◆ **YOUR OBJECTIVE**
Where the records below show a line containing "on the tall", start copying; end with the line containing "on the dog's", and copy it too.

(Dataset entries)

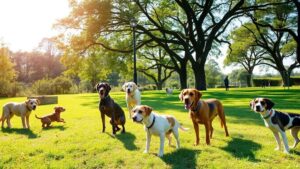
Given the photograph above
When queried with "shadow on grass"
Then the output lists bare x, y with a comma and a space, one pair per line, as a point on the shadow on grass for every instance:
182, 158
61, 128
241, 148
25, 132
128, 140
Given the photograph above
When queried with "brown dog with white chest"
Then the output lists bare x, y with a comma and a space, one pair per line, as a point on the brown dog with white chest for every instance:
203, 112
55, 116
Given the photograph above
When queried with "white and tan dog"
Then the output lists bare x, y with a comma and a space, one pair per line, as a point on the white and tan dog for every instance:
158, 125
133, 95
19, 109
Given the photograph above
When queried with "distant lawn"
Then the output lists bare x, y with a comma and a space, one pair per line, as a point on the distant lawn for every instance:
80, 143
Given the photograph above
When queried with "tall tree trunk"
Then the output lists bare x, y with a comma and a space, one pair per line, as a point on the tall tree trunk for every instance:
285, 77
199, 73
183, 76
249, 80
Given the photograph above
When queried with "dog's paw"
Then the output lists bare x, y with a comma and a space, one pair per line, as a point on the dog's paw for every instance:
...
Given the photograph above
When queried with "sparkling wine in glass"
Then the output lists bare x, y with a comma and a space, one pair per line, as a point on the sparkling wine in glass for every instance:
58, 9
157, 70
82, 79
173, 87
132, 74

◆ **COMPLETED EXERCISE**
Then the output lists bare x, y with a comma and a space, one pair per line, as a point on the tall tree trunk for every instance:
285, 77
199, 73
183, 76
249, 80
Given the photograph above
When queried with "dog's paw"
Then the output lists bare x, y with a comma and a space, one pair per line, as a point on the dog's paw for every instance:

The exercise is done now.